# TASK ITEM
Return the entries below word for word; no images should appear in the copy.

*** RECORDS PROVIDED ***

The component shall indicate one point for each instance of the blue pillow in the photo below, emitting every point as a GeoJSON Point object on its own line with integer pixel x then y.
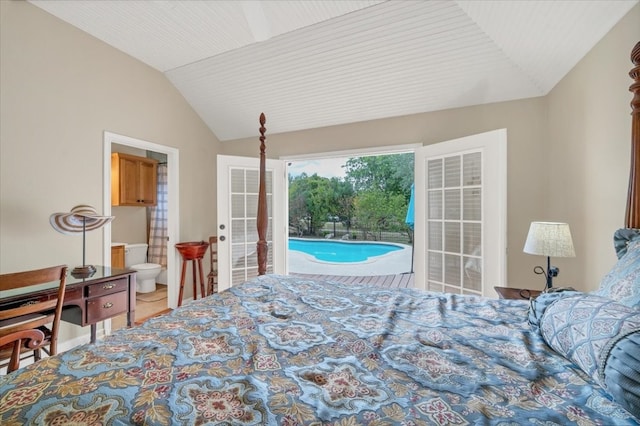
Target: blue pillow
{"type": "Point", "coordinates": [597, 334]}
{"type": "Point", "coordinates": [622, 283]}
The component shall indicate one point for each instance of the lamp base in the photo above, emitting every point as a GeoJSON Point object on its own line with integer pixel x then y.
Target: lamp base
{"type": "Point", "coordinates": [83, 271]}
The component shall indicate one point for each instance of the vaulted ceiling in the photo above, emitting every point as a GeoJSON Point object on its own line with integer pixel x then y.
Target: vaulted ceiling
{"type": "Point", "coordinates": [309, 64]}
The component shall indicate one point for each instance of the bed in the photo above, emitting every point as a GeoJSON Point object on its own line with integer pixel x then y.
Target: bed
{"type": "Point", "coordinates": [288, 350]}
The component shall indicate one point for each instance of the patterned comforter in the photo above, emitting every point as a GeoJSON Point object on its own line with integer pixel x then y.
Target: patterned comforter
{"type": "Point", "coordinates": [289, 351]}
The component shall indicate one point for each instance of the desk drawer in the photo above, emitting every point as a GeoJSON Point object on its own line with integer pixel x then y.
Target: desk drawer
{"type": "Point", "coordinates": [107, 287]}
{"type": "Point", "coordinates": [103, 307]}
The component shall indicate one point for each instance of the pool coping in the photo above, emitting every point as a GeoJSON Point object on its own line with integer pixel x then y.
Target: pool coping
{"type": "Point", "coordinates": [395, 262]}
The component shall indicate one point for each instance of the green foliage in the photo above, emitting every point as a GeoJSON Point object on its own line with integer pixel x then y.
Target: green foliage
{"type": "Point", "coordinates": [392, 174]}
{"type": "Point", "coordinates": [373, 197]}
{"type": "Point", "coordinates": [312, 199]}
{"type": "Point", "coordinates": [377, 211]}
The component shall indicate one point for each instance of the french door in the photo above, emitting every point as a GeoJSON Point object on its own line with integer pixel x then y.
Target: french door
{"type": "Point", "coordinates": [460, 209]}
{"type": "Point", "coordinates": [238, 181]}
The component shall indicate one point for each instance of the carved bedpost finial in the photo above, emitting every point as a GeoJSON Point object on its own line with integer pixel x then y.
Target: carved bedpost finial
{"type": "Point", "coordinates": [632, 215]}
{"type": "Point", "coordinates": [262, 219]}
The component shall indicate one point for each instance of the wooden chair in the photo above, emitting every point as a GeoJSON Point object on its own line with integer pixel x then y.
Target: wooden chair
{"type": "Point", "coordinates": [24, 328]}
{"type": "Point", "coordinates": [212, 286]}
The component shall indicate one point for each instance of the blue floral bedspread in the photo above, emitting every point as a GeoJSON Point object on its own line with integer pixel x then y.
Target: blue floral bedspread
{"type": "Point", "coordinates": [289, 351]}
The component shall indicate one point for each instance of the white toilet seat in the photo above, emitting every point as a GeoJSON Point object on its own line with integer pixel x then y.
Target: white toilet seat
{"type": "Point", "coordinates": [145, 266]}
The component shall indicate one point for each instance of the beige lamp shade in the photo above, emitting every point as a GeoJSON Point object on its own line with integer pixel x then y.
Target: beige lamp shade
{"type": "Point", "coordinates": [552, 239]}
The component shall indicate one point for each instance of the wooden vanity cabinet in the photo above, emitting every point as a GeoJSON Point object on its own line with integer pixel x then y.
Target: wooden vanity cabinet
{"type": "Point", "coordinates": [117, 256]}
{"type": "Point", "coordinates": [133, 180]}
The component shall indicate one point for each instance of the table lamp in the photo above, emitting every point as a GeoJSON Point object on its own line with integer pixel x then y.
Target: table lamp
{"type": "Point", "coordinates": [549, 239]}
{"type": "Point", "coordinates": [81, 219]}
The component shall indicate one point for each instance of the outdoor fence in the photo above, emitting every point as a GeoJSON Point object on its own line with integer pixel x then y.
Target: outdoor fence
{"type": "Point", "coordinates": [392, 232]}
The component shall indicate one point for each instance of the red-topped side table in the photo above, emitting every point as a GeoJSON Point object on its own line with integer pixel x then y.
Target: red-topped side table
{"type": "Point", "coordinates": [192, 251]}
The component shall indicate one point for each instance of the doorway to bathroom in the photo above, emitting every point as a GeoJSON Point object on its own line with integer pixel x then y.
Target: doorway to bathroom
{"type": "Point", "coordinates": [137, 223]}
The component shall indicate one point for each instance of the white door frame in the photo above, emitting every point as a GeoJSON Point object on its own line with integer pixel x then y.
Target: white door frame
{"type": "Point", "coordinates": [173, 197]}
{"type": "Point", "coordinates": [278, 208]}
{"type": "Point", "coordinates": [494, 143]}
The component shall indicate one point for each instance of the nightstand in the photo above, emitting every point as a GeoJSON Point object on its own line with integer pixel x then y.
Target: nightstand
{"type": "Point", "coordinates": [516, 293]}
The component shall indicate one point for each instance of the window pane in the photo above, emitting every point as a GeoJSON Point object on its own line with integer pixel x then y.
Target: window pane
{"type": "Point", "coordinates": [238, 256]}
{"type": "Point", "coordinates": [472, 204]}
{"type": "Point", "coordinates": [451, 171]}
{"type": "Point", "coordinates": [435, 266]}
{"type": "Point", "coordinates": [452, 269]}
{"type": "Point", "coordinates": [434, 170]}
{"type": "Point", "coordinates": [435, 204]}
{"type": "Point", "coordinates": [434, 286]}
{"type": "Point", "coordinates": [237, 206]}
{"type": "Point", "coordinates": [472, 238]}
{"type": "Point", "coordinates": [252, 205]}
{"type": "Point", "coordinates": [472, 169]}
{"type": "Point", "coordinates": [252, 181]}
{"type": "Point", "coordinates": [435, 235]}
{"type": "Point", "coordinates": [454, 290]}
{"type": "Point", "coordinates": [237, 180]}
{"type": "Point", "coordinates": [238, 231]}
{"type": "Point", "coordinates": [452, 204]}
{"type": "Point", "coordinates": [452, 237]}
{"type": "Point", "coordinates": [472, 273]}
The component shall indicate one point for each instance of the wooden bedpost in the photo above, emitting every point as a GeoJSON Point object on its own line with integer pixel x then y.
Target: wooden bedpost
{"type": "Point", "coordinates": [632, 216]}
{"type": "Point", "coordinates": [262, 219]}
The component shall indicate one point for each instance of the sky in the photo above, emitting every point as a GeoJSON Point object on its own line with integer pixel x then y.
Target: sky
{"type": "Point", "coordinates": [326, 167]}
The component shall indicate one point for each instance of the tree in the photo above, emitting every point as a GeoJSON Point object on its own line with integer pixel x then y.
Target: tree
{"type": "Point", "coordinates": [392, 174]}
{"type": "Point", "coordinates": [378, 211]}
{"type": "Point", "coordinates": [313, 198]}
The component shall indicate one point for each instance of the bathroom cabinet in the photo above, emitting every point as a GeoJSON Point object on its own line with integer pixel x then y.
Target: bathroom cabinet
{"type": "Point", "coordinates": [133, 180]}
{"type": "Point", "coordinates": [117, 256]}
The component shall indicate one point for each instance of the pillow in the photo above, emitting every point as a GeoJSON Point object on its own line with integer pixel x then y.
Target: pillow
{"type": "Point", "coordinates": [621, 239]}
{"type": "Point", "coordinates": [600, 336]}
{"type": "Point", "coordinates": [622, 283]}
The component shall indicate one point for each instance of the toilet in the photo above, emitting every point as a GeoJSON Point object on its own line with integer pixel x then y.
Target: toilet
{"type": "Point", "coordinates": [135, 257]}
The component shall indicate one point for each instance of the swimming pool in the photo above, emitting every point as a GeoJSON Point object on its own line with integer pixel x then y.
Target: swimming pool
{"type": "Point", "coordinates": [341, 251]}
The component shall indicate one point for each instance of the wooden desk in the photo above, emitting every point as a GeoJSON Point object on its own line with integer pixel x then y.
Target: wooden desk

*** End of RECORDS PROVIDED ***

# EXERCISE RESPONSE
The component shall indicate one point for each instance of the blue pillow in the photo below, emitting every point as a GeoJSON Point object on its own line with integer pixel x then y.
Target: blue pillow
{"type": "Point", "coordinates": [597, 334]}
{"type": "Point", "coordinates": [622, 283]}
The component shall indicate one point for each instance of the lamp base in the photo above, emitting every point as a GeoJSON Point object on its own line with integer pixel x then y.
Target: lamp base
{"type": "Point", "coordinates": [83, 271]}
The component shall indicate one point for each instance of the vaulted ceiling in the photo above, emitting every point as a GeoJSON Point object on its own line with integer pixel x then y.
Target: vaulted ceiling
{"type": "Point", "coordinates": [309, 64]}
The component shall indicate one point for each instance of the bed in the photo above, emitting every point as a GeoJSON Point object on its own line with integer pixel x then y.
Target: bed
{"type": "Point", "coordinates": [288, 350]}
The component shall indicate one point for each instance of the patterned comforter in the photo above, emitting every point as a GeoJSON Point object on its own line with integer pixel x then y.
Target: patterned comforter
{"type": "Point", "coordinates": [289, 351]}
The component shall indicate one point for each instance of the desk drawer in the photo above, emitting every point as a GeoJSON Point object on its own line with integer pixel x then y.
Target: desk drawer
{"type": "Point", "coordinates": [107, 287]}
{"type": "Point", "coordinates": [103, 307]}
The component shall indicate one point for each instance of the pool coping in the photo above, emitting every point as a GeoJSON Point object on its own line with integer pixel x then y.
Target: pool coping
{"type": "Point", "coordinates": [395, 262]}
The component shall indicate one point for each instance of the green foliage in the photo above, emitting every point as a GeoJSON Point object on its own line with integer pixel x then y.
Target: green foliage
{"type": "Point", "coordinates": [392, 174]}
{"type": "Point", "coordinates": [373, 197]}
{"type": "Point", "coordinates": [312, 199]}
{"type": "Point", "coordinates": [377, 211]}
The component shall indicate one point for each instance of the french door in the photo above, emitting every point as a GeoJSON Point object on its own line with integer pixel x then y.
Target: french door
{"type": "Point", "coordinates": [460, 209]}
{"type": "Point", "coordinates": [238, 181]}
The component shall indicate one point for each instance of the carved bedpost finial in the photo above, emitting every point as a GeoJSON Point object on its own line with integer pixel x then y.
Target: carved bedpost finial
{"type": "Point", "coordinates": [632, 215]}
{"type": "Point", "coordinates": [262, 219]}
The component shall indicate one point for each instance of the wooden chair in the photo above, emitting every point as a GeoJSON Point object on its own line with integer pixel x then y.
Target: wooden chair
{"type": "Point", "coordinates": [24, 328]}
{"type": "Point", "coordinates": [212, 286]}
The component shall indicate one point for each instance of the blue floral bedspread in the photo above, emitting every point as a GeoJSON Point object on its own line with integer pixel x then y.
Target: blue floral bedspread
{"type": "Point", "coordinates": [289, 351]}
The component shall indicate one point for each instance of the white toilet seat in the photo above, emitting every point as a GeoJSON Point object on its own line with integer pixel x then y.
Target: white toilet seat
{"type": "Point", "coordinates": [145, 266]}
The component shall indicate one point for each instance of the beige lamp shade in the photo above, emitting every point as a GeoJSON Point object on its own line with integer pixel x then y.
Target: beige lamp shade
{"type": "Point", "coordinates": [552, 239]}
The component shall indicate one point for each instance of the wooden vanity cabinet in the photo above, emitting every point as a GeoJSON Point object on its own line with integer pixel x then y.
Target: wooden vanity cabinet
{"type": "Point", "coordinates": [117, 256]}
{"type": "Point", "coordinates": [133, 180]}
The component shall indicate one point for each instance of the table lamp in the photo above, emitting every point as a GeoJSON Point object on its own line with integer pixel x then y.
Target: table lamp
{"type": "Point", "coordinates": [549, 239]}
{"type": "Point", "coordinates": [81, 219]}
The component shall indicate one point for each instance of the outdoor fence in the photo above, emitting every point as a GeoJSON Point object on its own line with integer pixel x then y.
Target: outdoor fence
{"type": "Point", "coordinates": [392, 232]}
The component shall indicate one point for each instance of the red-topped side table in the photo above, emitting every point as a GeoJSON Point object on its own line with integer pixel x then y.
Target: red-topped side table
{"type": "Point", "coordinates": [192, 251]}
The component shall indicate one point for each instance of the doorway to bathroom in the photo above, emitting every point as a GeoJSON Point object on its own line with integer pixel x then y.
Target: doorway to bathroom
{"type": "Point", "coordinates": [137, 223]}
The component shall indicate one point for each instance of the white door frame in the photo above, emitting every point as a GeoJSON Point object on its own line with integer pixel x then y.
Target: white door frame
{"type": "Point", "coordinates": [173, 197]}
{"type": "Point", "coordinates": [278, 208]}
{"type": "Point", "coordinates": [494, 143]}
The component shall indicate one point for each instance of the nightstand in the photo above, emitting every point as a GeoJSON Point object on its own line with integer pixel x then y.
Target: nightstand
{"type": "Point", "coordinates": [516, 293]}
The component shall indicate one point for each instance of the window pane in the photo above, emitting every point as a GeoJSON Point object on its own line with integer pixel x then y.
Target: window pane
{"type": "Point", "coordinates": [238, 256]}
{"type": "Point", "coordinates": [472, 204]}
{"type": "Point", "coordinates": [451, 171]}
{"type": "Point", "coordinates": [435, 266]}
{"type": "Point", "coordinates": [452, 269]}
{"type": "Point", "coordinates": [434, 170]}
{"type": "Point", "coordinates": [435, 204]}
{"type": "Point", "coordinates": [434, 286]}
{"type": "Point", "coordinates": [237, 206]}
{"type": "Point", "coordinates": [472, 238]}
{"type": "Point", "coordinates": [252, 205]}
{"type": "Point", "coordinates": [472, 169]}
{"type": "Point", "coordinates": [252, 181]}
{"type": "Point", "coordinates": [435, 235]}
{"type": "Point", "coordinates": [454, 290]}
{"type": "Point", "coordinates": [237, 180]}
{"type": "Point", "coordinates": [238, 231]}
{"type": "Point", "coordinates": [452, 204]}
{"type": "Point", "coordinates": [452, 237]}
{"type": "Point", "coordinates": [472, 273]}
The component shall indicate one point for each instance of the wooden bedpost in the photo above, emitting every point as a GeoJSON Point object on its own line with integer pixel x then y.
Target: wooden bedpost
{"type": "Point", "coordinates": [632, 216]}
{"type": "Point", "coordinates": [262, 219]}
The component shall indicate one point for each instance of the sky in the photo above, emitting every point as a GeoJSON Point object on its own line with integer pixel x then y.
Target: sky
{"type": "Point", "coordinates": [326, 167]}
The component shall indicate one point for each instance of the tree in the photo above, emitting every point as a GeoJSON Point object on its own line with integer pixel x then y.
Target: tree
{"type": "Point", "coordinates": [392, 174]}
{"type": "Point", "coordinates": [378, 211]}
{"type": "Point", "coordinates": [313, 198]}
The component shall indicate one point for each instance of the bathroom cabinet in the photo above, emitting every point as a GeoJSON Point object on its own line with integer pixel x then y.
Target: bathroom cabinet
{"type": "Point", "coordinates": [133, 180]}
{"type": "Point", "coordinates": [117, 256]}
The component shall indicate one point for each instance of the pillow in the photo above, emitting every point as a GeoJSON Point object on its own line with integer pixel x then y.
Target: pillow
{"type": "Point", "coordinates": [621, 239]}
{"type": "Point", "coordinates": [600, 336]}
{"type": "Point", "coordinates": [622, 283]}
The component shall indicate one point for each instance of the toilet in the photo above, emitting every point as a GeoJSON Point object on its own line with integer pixel x then y.
Target: toilet
{"type": "Point", "coordinates": [135, 257]}
The component shall indicate one point for each instance of the swimming pool in the photo above, emitting every point as a GeoJSON Point object on its own line with integer pixel x then y.
Target: swimming pool
{"type": "Point", "coordinates": [341, 251]}
The component shall indicate one point for each instance of the wooden desk in the photo above, emitting every point as a GeoJSON Point object on its own line with integer pixel x then y.
Target: wooden desk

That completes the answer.